● **Exercise description**: Across the entries, how many lines have the string "ceiling" in them? Reply with only a number.

● **Natural language region descriptions**:
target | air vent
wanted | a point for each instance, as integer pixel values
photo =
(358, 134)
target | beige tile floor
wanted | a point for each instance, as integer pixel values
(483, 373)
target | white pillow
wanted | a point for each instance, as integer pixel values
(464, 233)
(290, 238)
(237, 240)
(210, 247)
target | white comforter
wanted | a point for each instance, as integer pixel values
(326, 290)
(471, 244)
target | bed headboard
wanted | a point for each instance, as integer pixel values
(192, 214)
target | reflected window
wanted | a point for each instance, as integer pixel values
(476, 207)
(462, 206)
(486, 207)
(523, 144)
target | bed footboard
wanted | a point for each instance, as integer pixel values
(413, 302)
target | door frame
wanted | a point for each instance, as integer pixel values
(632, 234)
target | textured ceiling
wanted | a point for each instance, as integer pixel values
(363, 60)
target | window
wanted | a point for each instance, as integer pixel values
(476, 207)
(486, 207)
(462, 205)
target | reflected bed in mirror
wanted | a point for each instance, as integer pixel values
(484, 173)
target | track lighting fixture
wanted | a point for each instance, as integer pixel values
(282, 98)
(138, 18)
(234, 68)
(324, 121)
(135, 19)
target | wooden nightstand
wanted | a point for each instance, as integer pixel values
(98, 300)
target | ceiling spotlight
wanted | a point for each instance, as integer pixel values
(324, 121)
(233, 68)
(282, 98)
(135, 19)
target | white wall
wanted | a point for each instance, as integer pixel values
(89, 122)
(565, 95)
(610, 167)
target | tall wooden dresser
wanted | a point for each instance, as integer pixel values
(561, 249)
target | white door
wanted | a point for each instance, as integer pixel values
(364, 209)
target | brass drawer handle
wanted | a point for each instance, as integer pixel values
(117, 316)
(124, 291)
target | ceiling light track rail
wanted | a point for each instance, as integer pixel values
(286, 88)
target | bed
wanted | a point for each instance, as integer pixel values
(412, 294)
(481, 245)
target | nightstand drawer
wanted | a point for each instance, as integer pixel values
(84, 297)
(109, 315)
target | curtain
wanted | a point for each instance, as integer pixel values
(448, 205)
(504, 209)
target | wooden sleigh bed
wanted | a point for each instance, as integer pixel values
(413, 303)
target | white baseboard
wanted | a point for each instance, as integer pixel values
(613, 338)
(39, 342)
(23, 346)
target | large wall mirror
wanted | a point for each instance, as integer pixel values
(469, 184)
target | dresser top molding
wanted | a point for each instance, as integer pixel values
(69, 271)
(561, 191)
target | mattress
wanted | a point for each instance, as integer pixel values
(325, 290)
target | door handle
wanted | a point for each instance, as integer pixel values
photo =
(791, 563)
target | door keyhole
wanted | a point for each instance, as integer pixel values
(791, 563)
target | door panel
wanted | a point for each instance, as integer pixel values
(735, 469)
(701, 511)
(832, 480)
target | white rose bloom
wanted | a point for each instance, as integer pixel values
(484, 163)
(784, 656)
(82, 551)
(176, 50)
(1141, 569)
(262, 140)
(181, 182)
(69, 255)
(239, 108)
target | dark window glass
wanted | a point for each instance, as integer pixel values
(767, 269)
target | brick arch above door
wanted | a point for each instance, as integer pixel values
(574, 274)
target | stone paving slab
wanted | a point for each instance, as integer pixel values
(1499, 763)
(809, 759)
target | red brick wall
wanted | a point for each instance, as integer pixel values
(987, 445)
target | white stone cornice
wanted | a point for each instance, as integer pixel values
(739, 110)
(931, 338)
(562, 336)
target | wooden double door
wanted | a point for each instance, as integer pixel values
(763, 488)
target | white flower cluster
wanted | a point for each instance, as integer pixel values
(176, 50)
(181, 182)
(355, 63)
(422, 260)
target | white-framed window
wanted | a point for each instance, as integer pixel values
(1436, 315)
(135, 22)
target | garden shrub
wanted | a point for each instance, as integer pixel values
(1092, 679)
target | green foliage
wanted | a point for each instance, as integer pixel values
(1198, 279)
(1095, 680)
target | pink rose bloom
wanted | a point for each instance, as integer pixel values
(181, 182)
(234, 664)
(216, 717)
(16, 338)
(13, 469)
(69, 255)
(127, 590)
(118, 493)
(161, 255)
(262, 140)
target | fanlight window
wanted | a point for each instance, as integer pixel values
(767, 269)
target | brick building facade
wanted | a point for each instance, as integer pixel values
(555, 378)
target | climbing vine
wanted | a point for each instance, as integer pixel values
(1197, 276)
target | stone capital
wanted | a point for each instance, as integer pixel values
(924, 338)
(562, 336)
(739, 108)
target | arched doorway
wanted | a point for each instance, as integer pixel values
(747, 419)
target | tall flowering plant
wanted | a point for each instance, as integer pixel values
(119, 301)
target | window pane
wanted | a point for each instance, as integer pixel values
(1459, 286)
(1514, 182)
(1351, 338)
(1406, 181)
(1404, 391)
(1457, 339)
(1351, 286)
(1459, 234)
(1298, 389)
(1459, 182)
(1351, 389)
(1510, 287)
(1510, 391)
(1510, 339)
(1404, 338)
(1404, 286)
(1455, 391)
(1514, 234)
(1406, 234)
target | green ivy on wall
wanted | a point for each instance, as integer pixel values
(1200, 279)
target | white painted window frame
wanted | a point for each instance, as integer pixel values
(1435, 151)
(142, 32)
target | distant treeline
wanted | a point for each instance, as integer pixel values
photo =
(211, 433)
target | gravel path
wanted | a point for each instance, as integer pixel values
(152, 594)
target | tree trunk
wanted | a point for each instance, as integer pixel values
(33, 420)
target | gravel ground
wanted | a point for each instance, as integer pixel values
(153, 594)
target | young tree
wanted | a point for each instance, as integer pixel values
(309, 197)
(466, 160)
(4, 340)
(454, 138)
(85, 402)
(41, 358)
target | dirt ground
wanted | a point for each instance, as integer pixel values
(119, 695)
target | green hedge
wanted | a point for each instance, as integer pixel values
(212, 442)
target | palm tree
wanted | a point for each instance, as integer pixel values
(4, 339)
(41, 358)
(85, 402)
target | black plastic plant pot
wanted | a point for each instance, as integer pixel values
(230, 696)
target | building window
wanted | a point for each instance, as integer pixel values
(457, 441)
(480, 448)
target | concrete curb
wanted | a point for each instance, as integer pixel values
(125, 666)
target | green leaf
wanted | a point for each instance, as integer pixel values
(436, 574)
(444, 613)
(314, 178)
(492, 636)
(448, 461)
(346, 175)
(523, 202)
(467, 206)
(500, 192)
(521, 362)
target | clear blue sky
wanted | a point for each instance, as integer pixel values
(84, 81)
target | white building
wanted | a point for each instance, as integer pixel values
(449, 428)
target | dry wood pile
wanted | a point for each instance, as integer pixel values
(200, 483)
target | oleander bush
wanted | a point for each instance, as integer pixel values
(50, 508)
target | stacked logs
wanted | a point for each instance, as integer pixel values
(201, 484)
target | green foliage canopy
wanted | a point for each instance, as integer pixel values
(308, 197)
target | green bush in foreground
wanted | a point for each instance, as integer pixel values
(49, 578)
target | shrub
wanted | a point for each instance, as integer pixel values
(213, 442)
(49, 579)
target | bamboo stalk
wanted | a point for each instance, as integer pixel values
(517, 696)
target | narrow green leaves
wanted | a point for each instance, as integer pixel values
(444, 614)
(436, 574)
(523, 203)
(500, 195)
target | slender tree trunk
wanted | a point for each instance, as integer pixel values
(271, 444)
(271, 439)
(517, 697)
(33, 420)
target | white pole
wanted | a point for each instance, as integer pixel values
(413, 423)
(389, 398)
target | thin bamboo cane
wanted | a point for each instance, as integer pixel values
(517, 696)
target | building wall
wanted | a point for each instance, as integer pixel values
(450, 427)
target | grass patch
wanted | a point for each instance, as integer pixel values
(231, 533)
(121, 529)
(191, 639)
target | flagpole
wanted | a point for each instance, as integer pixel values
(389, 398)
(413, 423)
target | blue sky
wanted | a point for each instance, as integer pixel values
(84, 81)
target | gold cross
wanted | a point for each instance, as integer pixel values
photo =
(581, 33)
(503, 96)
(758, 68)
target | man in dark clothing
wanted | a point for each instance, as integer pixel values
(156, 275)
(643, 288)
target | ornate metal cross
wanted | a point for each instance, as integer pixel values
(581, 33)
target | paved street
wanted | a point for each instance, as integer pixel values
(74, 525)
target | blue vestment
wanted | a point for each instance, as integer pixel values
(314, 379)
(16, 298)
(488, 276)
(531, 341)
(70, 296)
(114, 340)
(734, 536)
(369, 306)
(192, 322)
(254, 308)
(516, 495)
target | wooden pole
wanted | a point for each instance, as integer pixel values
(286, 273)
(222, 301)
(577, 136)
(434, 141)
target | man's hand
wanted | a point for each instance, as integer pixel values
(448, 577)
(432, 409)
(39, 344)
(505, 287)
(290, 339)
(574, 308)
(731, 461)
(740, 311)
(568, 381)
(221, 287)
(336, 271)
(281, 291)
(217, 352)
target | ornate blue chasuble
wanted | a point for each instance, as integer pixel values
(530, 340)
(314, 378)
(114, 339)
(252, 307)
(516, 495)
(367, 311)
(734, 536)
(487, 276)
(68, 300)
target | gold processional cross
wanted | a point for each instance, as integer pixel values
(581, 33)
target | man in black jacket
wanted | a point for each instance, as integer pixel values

● **Written solution**: 3